TEXTO:
Em clima de 'até breve', Gil inicia turnê com 'Cálice' e homenagem a Preta

Antes de começar, neste sábado (15), na Arena Fonte Nova, em Salvador, o clima do primeiro show da turnê Tempo Rei, de Gilberto Gil, era de despedida. Pairavam os questionamentos se aquela seria mesmo a última chance de ver o artista ao vivo em Salvador. Um cantado início do fim. Aquele sentimento rapidamente se dissipou no ar. A estreia da turnê podia criar uma atmosfera de adeus, mas foi de festa e celebração.

A ideia é diminuir a intensidade de sua agenda, respeitando o próprio tempo, algo tão eternizado em sua obra. "Uma despedida dos grandes espetáculos, que já venho fazendo há mais de 60 anos. Estarmos aqui juntos é o sentido profundo de ter me dedicado, nós termos nos dedicado, a essa longa carreira", disse Gil no palco, seguido por um canto emocionado, mas contido dos versos "o melhor lugar do mundo é aqui e agora".

Acompanhado por uma mega banda formada por 16 músicos, todos vestidos de branco, Gil entrou no palco trajando uma camisa vermelha com figuras de coqueiros e sol. A banda reunia alguns de seus filhos, netos e parentes que já acompanhavam Gil em turnês anteriores, além de um naipe de sopros e um quarteto de cordas.

A maior parte do repertório, apresentado em 2h30 de show, foi calcado na obra produzida nos anos 1970 e 1980, mas teve espaço para quase tudo. Quando não cantadas integralmente, preciosidades do artista de 82 anos apareciam como música incidental ou em introduções com execução instrumental.

OBJETIVO 1:
Responda com base no texto:
(a) Em que local foi o primeiro show da turnê Tempo Rei?
(b) Quantos músicos formavam a banda que acompanhou Gil?
(c) Quanto tempo durou o show?

DADOS FORNECIDOS:

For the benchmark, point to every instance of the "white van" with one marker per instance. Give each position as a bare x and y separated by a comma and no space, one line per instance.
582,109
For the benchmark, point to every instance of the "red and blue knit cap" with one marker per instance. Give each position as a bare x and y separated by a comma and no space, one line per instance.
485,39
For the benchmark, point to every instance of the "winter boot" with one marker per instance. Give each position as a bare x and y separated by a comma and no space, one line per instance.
==
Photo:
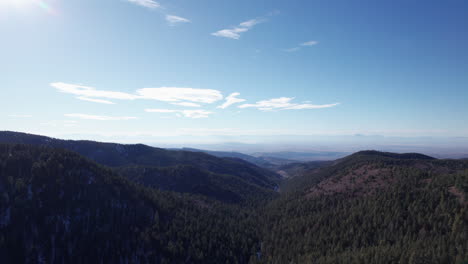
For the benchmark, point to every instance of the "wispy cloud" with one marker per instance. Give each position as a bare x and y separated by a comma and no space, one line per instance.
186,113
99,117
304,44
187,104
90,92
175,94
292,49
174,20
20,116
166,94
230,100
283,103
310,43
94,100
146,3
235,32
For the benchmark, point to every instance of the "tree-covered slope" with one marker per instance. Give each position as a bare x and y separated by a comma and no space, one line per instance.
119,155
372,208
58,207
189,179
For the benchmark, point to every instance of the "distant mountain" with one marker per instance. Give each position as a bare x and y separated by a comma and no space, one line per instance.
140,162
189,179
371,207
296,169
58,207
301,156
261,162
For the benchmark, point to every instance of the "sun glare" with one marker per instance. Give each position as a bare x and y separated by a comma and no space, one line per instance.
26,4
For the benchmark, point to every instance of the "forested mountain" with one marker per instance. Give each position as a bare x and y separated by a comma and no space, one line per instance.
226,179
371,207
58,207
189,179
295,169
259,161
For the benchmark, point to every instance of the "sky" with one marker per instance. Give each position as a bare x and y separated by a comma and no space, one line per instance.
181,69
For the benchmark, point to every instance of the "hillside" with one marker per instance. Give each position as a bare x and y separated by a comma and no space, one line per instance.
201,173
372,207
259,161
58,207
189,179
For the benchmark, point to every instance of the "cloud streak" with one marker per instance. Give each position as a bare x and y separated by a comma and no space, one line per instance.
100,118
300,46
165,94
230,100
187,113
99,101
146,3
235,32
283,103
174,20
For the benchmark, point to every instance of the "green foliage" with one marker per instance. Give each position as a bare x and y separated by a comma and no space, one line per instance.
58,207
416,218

OBJETIVO 2: Identifique as linhas que contêm a palavra "mountain" e copie cada uma delas.

RESULTADO DO EXERCÍCIO 1:
(a) Na Arena Fonte Nova, em Salvador.
(b) 16 músicos.
(c) 2h30.

RESULTADO DO EXERCÍCIO 2:
For the benchmark, point to every instance of the "distant mountain" with one marker per instance. Give each position as a bare x and y separated by a comma and no space, one line per instance.
For the benchmark, point to every instance of the "forested mountain" with one marker per instance. Give each position as a bare x and y separated by a comma and no space, one line per instance.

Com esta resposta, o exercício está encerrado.